▸ Exercise
Reproduce each entry below in full, exactly as it was given.

▸ Source records
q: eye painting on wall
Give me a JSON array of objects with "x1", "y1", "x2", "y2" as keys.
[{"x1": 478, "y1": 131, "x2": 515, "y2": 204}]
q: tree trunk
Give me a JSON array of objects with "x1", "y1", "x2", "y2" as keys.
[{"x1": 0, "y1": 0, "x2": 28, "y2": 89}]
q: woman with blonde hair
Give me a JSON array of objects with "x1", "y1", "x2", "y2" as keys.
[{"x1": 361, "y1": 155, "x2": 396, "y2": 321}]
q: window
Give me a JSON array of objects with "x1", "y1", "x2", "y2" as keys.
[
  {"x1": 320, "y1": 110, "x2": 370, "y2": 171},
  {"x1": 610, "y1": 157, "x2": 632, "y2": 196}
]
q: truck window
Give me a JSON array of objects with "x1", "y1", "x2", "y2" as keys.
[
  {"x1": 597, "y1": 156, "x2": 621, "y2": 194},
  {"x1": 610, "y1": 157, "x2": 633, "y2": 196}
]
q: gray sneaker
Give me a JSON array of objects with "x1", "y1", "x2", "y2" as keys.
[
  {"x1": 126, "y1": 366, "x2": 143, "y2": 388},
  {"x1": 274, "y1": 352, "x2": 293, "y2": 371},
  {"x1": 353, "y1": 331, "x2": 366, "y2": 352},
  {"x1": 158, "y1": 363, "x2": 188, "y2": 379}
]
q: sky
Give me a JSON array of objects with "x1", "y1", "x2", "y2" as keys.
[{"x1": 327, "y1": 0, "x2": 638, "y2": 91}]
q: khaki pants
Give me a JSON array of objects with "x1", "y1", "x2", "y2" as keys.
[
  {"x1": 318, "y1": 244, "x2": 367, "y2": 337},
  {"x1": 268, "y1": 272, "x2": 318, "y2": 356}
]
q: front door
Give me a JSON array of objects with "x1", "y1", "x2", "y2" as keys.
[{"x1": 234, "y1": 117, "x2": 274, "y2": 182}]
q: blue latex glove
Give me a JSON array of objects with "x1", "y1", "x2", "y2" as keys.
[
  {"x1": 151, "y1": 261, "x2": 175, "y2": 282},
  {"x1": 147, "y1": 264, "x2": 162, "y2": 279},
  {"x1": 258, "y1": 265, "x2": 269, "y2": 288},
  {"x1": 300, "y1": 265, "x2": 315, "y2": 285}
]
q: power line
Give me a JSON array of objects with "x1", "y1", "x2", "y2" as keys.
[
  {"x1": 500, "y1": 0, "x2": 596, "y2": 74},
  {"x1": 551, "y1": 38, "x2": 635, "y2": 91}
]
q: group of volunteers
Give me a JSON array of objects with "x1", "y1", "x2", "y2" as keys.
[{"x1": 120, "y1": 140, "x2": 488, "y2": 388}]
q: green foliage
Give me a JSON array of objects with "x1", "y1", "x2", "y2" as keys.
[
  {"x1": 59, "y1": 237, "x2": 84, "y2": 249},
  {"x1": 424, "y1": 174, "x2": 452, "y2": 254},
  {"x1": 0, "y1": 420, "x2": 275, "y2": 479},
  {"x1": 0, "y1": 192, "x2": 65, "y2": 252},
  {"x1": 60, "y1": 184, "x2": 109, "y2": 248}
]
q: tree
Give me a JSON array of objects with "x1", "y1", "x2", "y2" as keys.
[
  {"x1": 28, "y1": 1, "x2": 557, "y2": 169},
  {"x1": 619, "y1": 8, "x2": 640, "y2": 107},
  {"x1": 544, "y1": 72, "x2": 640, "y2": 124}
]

▸ Answer
q: eye painting on wall
Give me a JSON array of objects with "x1", "y1", "x2", "y2" as keys.
[{"x1": 478, "y1": 131, "x2": 515, "y2": 204}]
q: tree trunk
Give me a JSON array of objects with "x1", "y1", "x2", "y2" as keys.
[{"x1": 0, "y1": 0, "x2": 28, "y2": 89}]
q: woman with blonde hair
Give me a JSON array of objects with "x1", "y1", "x2", "y2" as keys.
[{"x1": 361, "y1": 155, "x2": 396, "y2": 321}]
q: window
Give me a JSON array of objects with "x1", "y1", "x2", "y2" as keys.
[
  {"x1": 320, "y1": 110, "x2": 370, "y2": 171},
  {"x1": 610, "y1": 157, "x2": 632, "y2": 196}
]
q: truck window
Give me a JSON array of objects with "x1", "y1", "x2", "y2" as keys.
[
  {"x1": 597, "y1": 156, "x2": 621, "y2": 194},
  {"x1": 610, "y1": 157, "x2": 633, "y2": 196}
]
q: gray sneaker
Give me a JSON array of objects with "x1", "y1", "x2", "y2" as keys.
[
  {"x1": 126, "y1": 366, "x2": 143, "y2": 388},
  {"x1": 274, "y1": 352, "x2": 293, "y2": 371},
  {"x1": 353, "y1": 331, "x2": 366, "y2": 352},
  {"x1": 158, "y1": 363, "x2": 188, "y2": 379}
]
q: sky
Give me a JSON array of objects with "x1", "y1", "x2", "y2" as keys.
[{"x1": 327, "y1": 0, "x2": 638, "y2": 91}]
q: khaki pants
Give me a JSON array of objects with "x1", "y1", "x2", "y2" as keys.
[
  {"x1": 318, "y1": 244, "x2": 367, "y2": 337},
  {"x1": 268, "y1": 272, "x2": 318, "y2": 356}
]
q: front door
Give me a JSON array of objects with "x1", "y1", "x2", "y2" as keys.
[{"x1": 234, "y1": 117, "x2": 274, "y2": 182}]
q: blue latex glove
Give me a JSON array of objects with "x1", "y1", "x2", "y2" as keys.
[
  {"x1": 151, "y1": 261, "x2": 175, "y2": 282},
  {"x1": 147, "y1": 264, "x2": 162, "y2": 279},
  {"x1": 258, "y1": 265, "x2": 269, "y2": 288},
  {"x1": 300, "y1": 265, "x2": 315, "y2": 285}
]
q: power line
Give me a JSON array of objects with "x1", "y1", "x2", "y2" as keys.
[
  {"x1": 500, "y1": 0, "x2": 596, "y2": 74},
  {"x1": 551, "y1": 38, "x2": 635, "y2": 91}
]
q: group of volunteers
Give me a JSON array of objects with "x1", "y1", "x2", "y2" as keys.
[{"x1": 120, "y1": 140, "x2": 488, "y2": 388}]
q: green foliage
Give me a JSON array of objects with "x1", "y1", "x2", "y2" as keys.
[
  {"x1": 59, "y1": 237, "x2": 84, "y2": 249},
  {"x1": 424, "y1": 174, "x2": 452, "y2": 254},
  {"x1": 0, "y1": 420, "x2": 275, "y2": 479},
  {"x1": 0, "y1": 192, "x2": 65, "y2": 252},
  {"x1": 60, "y1": 184, "x2": 109, "y2": 248}
]
q: tree
Give me a JSON array of objects with "x1", "y1", "x2", "y2" as keys.
[
  {"x1": 28, "y1": 1, "x2": 557, "y2": 169},
  {"x1": 619, "y1": 8, "x2": 640, "y2": 107},
  {"x1": 544, "y1": 72, "x2": 640, "y2": 124}
]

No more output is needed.